Your task is to retype each line of the data below exactly.

→ **Task inputs**:
* * * * *
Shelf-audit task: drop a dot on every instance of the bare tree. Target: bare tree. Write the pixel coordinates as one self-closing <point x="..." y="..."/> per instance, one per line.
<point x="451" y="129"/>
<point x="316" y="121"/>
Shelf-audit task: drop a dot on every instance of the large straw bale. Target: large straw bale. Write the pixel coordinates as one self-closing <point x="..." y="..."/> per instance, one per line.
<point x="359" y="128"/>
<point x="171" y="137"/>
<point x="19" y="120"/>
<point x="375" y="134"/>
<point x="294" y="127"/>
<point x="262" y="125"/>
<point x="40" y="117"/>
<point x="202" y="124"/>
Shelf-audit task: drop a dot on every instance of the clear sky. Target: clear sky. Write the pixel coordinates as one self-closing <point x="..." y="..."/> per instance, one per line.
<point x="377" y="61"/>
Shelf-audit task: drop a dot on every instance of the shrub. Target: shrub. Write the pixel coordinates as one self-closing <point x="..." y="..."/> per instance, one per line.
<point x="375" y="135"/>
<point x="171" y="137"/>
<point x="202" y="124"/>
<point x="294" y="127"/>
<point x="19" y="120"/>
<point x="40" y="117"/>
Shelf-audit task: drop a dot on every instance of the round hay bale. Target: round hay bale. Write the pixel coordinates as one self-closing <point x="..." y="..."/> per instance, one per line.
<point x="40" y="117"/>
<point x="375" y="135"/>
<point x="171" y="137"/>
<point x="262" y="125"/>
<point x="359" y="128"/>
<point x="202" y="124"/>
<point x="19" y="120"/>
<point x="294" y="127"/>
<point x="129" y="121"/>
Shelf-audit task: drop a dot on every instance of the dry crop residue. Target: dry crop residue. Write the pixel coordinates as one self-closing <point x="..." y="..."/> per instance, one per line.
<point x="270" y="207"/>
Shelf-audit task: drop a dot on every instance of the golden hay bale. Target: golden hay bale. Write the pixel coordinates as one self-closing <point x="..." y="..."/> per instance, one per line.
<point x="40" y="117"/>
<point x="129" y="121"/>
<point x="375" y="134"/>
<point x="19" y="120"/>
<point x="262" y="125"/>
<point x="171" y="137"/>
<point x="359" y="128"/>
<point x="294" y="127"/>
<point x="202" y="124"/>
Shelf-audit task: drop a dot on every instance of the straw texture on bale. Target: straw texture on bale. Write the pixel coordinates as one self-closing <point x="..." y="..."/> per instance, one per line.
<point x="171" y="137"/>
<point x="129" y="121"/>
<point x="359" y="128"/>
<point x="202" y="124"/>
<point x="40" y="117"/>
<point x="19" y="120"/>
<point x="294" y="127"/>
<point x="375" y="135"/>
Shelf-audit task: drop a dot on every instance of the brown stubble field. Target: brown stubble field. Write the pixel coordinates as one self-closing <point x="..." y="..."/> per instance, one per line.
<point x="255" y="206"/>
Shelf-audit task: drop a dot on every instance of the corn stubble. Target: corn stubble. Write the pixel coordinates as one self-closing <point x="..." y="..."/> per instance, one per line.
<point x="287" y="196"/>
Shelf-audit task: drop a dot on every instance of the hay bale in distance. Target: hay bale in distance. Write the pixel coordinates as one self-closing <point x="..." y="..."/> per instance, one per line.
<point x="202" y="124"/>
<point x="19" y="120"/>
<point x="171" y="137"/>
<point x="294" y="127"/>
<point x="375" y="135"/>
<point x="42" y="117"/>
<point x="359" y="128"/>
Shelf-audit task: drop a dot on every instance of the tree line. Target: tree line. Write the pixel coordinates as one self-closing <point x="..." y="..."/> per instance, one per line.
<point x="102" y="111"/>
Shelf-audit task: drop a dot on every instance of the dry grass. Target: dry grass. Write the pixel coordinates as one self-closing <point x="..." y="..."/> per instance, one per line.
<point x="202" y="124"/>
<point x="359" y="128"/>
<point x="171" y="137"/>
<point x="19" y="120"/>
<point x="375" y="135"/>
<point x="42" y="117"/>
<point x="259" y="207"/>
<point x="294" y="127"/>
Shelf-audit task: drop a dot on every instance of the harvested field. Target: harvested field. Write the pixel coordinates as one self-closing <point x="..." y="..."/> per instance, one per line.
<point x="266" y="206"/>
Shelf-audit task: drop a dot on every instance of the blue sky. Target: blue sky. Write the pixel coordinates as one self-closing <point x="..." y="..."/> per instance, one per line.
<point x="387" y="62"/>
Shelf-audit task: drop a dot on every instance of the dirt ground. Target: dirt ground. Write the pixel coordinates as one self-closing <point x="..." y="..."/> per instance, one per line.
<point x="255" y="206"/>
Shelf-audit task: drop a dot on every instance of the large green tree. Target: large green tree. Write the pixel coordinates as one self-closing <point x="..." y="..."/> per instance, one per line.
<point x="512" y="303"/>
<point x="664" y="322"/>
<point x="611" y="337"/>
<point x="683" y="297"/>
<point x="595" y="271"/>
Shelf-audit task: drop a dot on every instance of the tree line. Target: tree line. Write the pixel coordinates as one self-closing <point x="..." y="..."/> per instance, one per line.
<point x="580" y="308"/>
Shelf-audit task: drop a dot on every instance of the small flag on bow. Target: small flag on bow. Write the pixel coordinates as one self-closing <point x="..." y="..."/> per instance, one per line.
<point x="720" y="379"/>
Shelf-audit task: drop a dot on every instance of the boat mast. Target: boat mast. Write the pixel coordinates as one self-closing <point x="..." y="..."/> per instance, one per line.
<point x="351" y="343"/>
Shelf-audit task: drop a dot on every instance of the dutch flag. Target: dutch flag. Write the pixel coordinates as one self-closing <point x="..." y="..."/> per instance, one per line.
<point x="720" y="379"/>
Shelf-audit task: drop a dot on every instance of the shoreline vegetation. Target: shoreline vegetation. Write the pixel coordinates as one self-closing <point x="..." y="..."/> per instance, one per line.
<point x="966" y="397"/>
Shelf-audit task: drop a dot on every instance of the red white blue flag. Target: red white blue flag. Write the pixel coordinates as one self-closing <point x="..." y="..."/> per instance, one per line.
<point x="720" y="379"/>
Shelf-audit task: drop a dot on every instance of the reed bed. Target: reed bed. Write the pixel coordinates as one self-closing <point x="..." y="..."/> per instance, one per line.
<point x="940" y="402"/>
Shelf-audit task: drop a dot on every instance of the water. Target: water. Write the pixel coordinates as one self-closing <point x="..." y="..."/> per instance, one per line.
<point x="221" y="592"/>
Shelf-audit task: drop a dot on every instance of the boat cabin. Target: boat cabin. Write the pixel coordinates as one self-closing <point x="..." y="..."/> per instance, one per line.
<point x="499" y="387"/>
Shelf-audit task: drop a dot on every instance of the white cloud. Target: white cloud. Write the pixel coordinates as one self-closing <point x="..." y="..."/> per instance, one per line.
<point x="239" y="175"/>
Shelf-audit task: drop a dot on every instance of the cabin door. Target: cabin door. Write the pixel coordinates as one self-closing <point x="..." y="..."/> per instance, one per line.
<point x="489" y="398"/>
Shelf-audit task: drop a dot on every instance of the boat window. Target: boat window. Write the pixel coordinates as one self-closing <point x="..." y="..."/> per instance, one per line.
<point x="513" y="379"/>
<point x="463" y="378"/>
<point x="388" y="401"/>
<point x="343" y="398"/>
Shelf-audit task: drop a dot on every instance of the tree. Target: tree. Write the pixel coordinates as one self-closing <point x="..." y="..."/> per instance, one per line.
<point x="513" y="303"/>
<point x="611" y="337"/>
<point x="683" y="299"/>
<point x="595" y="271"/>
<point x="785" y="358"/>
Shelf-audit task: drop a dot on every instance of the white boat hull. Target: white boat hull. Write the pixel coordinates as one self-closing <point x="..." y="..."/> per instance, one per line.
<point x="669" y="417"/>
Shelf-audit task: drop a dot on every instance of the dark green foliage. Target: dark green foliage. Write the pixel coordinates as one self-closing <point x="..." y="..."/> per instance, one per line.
* * * * *
→ **Exercise result**:
Shelf-audit task: drop a dot on every instance of the bare tree. Target: bare tree. Write the pixel coordinates as one self-closing <point x="..." y="..."/> per instance, one per line.
<point x="451" y="129"/>
<point x="316" y="121"/>
Shelf-audit task: drop a dot on every instance of the large straw bale. Target: large straw bale. Write the pixel coordinates as one self-closing <point x="..." y="..."/> per instance, one per line.
<point x="359" y="128"/>
<point x="171" y="137"/>
<point x="19" y="120"/>
<point x="375" y="134"/>
<point x="294" y="127"/>
<point x="262" y="125"/>
<point x="40" y="117"/>
<point x="202" y="124"/>
Shelf-audit task: drop a dot on every instance of the clear sky. Target: clear sky. Write the pixel coordinates as one self-closing <point x="..." y="..."/> per instance, one per line.
<point x="377" y="61"/>
Shelf-audit task: drop a dot on every instance of the shrub. Target: shrub. Write the pixel coordinates as one self-closing <point x="..." y="..."/> per instance, one per line.
<point x="375" y="135"/>
<point x="171" y="137"/>
<point x="202" y="124"/>
<point x="294" y="127"/>
<point x="19" y="120"/>
<point x="40" y="117"/>
Shelf-audit task: drop a dot on every instance of the round hay bale. Target: round hay bale. Write the pixel coordinates as one self-closing <point x="..." y="..."/> per instance, one per line.
<point x="40" y="117"/>
<point x="375" y="135"/>
<point x="171" y="137"/>
<point x="262" y="125"/>
<point x="359" y="128"/>
<point x="202" y="124"/>
<point x="19" y="120"/>
<point x="294" y="127"/>
<point x="129" y="121"/>
Shelf-audit task: drop a dot on every instance of the dry crop residue. Target: dry crop residue. Write the pixel coordinates as one self-closing <point x="..." y="..."/> per instance, one per line.
<point x="270" y="207"/>
Shelf-audit task: drop a dot on every instance of the golden hay bale. Target: golden hay bale. Write the pixel coordinates as one self-closing <point x="..." y="..."/> per instance, one per line.
<point x="40" y="117"/>
<point x="129" y="121"/>
<point x="375" y="134"/>
<point x="19" y="120"/>
<point x="262" y="125"/>
<point x="171" y="137"/>
<point x="359" y="128"/>
<point x="294" y="127"/>
<point x="202" y="124"/>
Shelf-audit task: drop a dot on every instance of the straw texture on bale. Target: straw texture on bale. Write the pixel coordinates as one self-closing <point x="..." y="..."/> per instance, one per line.
<point x="171" y="137"/>
<point x="129" y="121"/>
<point x="359" y="128"/>
<point x="202" y="124"/>
<point x="40" y="117"/>
<point x="19" y="120"/>
<point x="294" y="127"/>
<point x="375" y="135"/>
Shelf-audit task: drop a dot on every instance of the brown stubble field. Target: brown stubble field. Write the pixel coordinates as one self-closing <point x="..." y="..."/> per instance, one per line.
<point x="255" y="206"/>
Shelf-audit task: drop a dot on every instance of the corn stubble. Target: corn stubble. Write the pixel coordinates as one self-closing <point x="..." y="..."/> per instance, one per line.
<point x="287" y="196"/>
Shelf-audit task: drop a dot on every instance of the hay bale in distance. Target: hay bale in distance. Write the pixel coordinates as one self-closing <point x="..." y="..."/> per instance, one per line.
<point x="202" y="124"/>
<point x="19" y="120"/>
<point x="171" y="137"/>
<point x="294" y="127"/>
<point x="375" y="135"/>
<point x="42" y="117"/>
<point x="359" y="128"/>
Shelf-audit task: drop a dot on every instance of the tree line. Target: tree line. Write the pixel coordinates as one self-closing <point x="..." y="..."/> per instance, one per line.
<point x="102" y="111"/>
Shelf-audit task: drop a dot on every instance of the dry grass. Target: dry grass. Write the pixel coordinates as one self-closing <point x="..." y="..."/> per instance, one per line.
<point x="202" y="124"/>
<point x="359" y="128"/>
<point x="171" y="137"/>
<point x="19" y="120"/>
<point x="375" y="135"/>
<point x="42" y="117"/>
<point x="259" y="207"/>
<point x="294" y="127"/>
Shelf-audit task: drop a dot on every instance of the harvested field. Target: harvested field. Write the pixel coordinates as one self-closing <point x="..." y="..."/> per instance, one per line.
<point x="266" y="206"/>
Shelf-audit task: drop a dot on every instance of the blue sky. Target: blue sky. Write the pixel coordinates as one self-closing <point x="..." y="..."/> per instance, one per line.
<point x="387" y="62"/>
Shelf-audit task: drop a dot on every instance of the dirt ground. Target: dirt ground. Write the pixel coordinates as one self-closing <point x="..." y="..."/> per instance, one per line.
<point x="255" y="206"/>
Shelf-audit task: drop a dot on every instance of the large green tree. Target: large green tree. Write the pixel coordinates as one self-closing <point x="..." y="..."/> per instance, one per line.
<point x="512" y="303"/>
<point x="664" y="322"/>
<point x="611" y="337"/>
<point x="683" y="297"/>
<point x="595" y="271"/>
Shelf-audit task: drop a dot on every instance of the tree line. Target: tree line. Write the pixel coordinates as one self-closing <point x="..." y="..."/> per instance, one per line.
<point x="580" y="308"/>
Shelf-audit task: drop a dot on every instance of the small flag on bow. Target: small flag on bow. Write the pixel coordinates as one self-closing <point x="..." y="..."/> per instance, one per line.
<point x="720" y="379"/>
Shelf-audit task: drop a dot on every instance of the boat mast. Target: boat mast. Write the pixel coordinates as one self-closing <point x="..." y="..."/> per instance, one per line.
<point x="351" y="343"/>
Shelf-audit task: drop a dot on every instance of the dutch flag. Target: dutch flag. Write the pixel coordinates as one self-closing <point x="..." y="..."/> per instance, one per line.
<point x="720" y="379"/>
Shelf-audit task: drop a dot on every instance of the shoreline vegetation. Target: shoreline vegetation. Write the pixel coordinates as one self-closing <point x="..." y="..."/> per instance, one per line.
<point x="966" y="397"/>
Shelf-audit task: drop a dot on every instance of the red white blue flag. Target: red white blue flag. Write the pixel coordinates as one self-closing <point x="..." y="..."/> per instance, one per line.
<point x="720" y="379"/>
Shelf-audit task: drop a dot on every instance of the reed bed. Target: reed bed. Write the pixel coordinates as one self-closing <point x="..." y="..."/> per instance, one per line.
<point x="940" y="402"/>
Shelf-audit task: drop a dot on every instance of the water. Target: water. Write the pixel coordinates as one self-closing <point x="..." y="..."/> per instance, one per line.
<point x="221" y="592"/>
Shelf-audit task: drop a dot on every instance of the boat cabin. Target: boat cabin. Write the pixel coordinates as one self-closing <point x="..." y="..."/> per instance, one per line.
<point x="499" y="387"/>
Shelf-audit task: drop a dot on every instance of the white cloud. Target: white cloud. Write the pixel coordinates as one self-closing <point x="..." y="..."/> per instance, one per line.
<point x="239" y="175"/>
Shelf-audit task: drop a dot on every instance of the cabin door. Target: cabin door. Write the pixel coordinates as one self-closing <point x="..." y="..."/> per instance, one per line.
<point x="489" y="398"/>
Shelf-audit task: drop a dot on every instance of the boat window. Target: boat window. Write the pixel coordinates as one self-closing <point x="..." y="..."/> per instance, one per line.
<point x="513" y="379"/>
<point x="463" y="378"/>
<point x="388" y="401"/>
<point x="343" y="398"/>
Shelf-audit task: drop a dot on every instance of the tree. Target: tree. Write the pixel coordinates as one self-closing <point x="..." y="..."/> per instance, one per line.
<point x="513" y="303"/>
<point x="611" y="337"/>
<point x="683" y="299"/>
<point x="595" y="271"/>
<point x="785" y="358"/>
Shelf-audit task: drop a dot on every instance of the white boat hull. Target: white boat hull. Write the pixel coordinates as one self-closing <point x="..." y="..."/> per instance, one per line.
<point x="669" y="417"/>
Shelf-audit task: drop a dot on every instance of the dark green foliage. Target: dark green foliage. Write the pixel coordinates as one self-closing <point x="..." y="..."/> per instance, one per line.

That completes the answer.